***** DATA FOR THIS TASK

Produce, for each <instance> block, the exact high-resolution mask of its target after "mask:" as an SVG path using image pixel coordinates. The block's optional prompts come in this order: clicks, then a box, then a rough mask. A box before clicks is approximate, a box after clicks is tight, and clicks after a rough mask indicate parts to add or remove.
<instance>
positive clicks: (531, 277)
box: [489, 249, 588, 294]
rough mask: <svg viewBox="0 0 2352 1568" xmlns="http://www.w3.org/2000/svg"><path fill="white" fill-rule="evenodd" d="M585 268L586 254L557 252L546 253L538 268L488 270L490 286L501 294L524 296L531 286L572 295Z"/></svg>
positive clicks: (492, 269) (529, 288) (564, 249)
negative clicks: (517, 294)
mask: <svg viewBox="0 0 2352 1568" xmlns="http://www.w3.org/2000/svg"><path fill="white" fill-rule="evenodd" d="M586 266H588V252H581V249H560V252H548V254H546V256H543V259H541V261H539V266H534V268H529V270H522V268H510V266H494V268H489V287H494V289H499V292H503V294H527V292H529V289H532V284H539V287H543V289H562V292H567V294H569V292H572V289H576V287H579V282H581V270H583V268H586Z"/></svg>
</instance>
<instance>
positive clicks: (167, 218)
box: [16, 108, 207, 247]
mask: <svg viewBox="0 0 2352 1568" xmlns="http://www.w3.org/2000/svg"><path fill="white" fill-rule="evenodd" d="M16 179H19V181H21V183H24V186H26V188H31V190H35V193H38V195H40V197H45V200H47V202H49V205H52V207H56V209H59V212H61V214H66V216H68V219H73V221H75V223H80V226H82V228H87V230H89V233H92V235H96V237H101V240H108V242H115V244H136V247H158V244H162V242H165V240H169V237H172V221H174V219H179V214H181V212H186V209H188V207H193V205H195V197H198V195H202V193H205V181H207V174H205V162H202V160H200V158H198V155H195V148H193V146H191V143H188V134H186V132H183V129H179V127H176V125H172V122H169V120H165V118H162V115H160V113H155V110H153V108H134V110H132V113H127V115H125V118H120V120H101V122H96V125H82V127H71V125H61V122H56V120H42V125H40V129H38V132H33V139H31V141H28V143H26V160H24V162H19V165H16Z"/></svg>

**********

● ACTION ITEM
Scan the records above for the string "positive", then report every line that contains it.

● SOLVED PROBLEM
positive clicks: (531, 277)
positive clicks: (492, 269) (529, 288) (564, 249)
positive clicks: (167, 218)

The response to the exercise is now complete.